__List of tasks__.
1. Reproduce the passage of the article on illegal timber in Brazil starting with "After a two-year" and going on through "in the Amazon.".
2. Summarize the article about Brazil's illegal timber trade in two sentences.
3. Extend the news article on timber laundering in Brazil, picking up after its final sentence.

__Selected extract__.
§

Brazil laundering illegal timber on a ‘massive scale’

Greenpeace uncovers evidence that illegally logged timber is being sold on to buyers in the UK, US, Europe and China

Brazil-laundering-illegal-timber
Sawmill in the middle of the forest, close to the river Curu do Sul, Para State. Photograph: Marizilda Cruppe/Greenpeace

Illegally logged timber in Brazil is being laundered on a massive and growing scale and then sold on to unwitting buyers in the UK, US, Europe and China, Greenpeace claimed on Thursday 15 May.

After a two-year investigation, the environmental campaign group says it has uncovered evidence of systematic abuse and a flawed monitoring system that contradicts the Brazilian government’s claims to be coping with the problem of deforestation in the Amazon.

§

__Recorded data__.
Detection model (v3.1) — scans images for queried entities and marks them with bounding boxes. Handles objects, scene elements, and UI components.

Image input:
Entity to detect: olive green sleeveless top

§

__Answers to the exercises__.
1.
After a two-year investigation, the environmental campaign group says it has uncovered evidence of systematic abuse and a flawed monitoring system that contradicts the Brazilian government’s claims to be coping with the problem of deforestation in the Amazon.

2. Greenpeace claimed on Thursday 15 May that illegally logged timber in Brazil is being laundered on a massive and growing scale and sold on to unwitting buyers in the UK, US, Europe and China. After a two-year investigation, the group says it has found evidence of systematic abuse and a flawed monitoring system that contradicts the Brazilian government's claims to be coping with deforestation in the Amazon.

3.
In a report released on Thursday 15 May, Greenpeace cited five case studies of the fraudulent techniques used by the log launderers, including over-reporting the number and size of rare trees, logging trees protected by law, and over-extraction. It notes how forest management officials are implicated in the wrongdoing and several have previously been fined or detained for similar crimes in the past.

Far more than half of the wood from the two biggest timber producing regions of Brazil probably comes from illegal sources, it says, citing figures from the Brazilian environmental research NGO, Imazon, that 78% of the wood shipped from the vast Amazonian state of Pará is illegally felled, while the figure is 54% in Mato Grosso.

“Logging in the Brazilian Amazon is absolutely out of control. The current control system is being used to launder illegal timber,” said Marcio Astrini, a campaigner who was part of the two-year investigation.

Widespread abuse of the current regulations for timber extraction allow illegal loggers to acquire dubiously obtained credits, according to environmental campaigners and federal prosecutors.

Brazil-illegal-timber
Some landowners may obtain surplus credits, which are sold and used for laundering illegal timber. Photograph: Marizilda Cruppe/Greenpeace

With little oversight, big landowners obtain permission to cut down more trees than they intend to log and then sell on unused credits to lumber mills and other farmers.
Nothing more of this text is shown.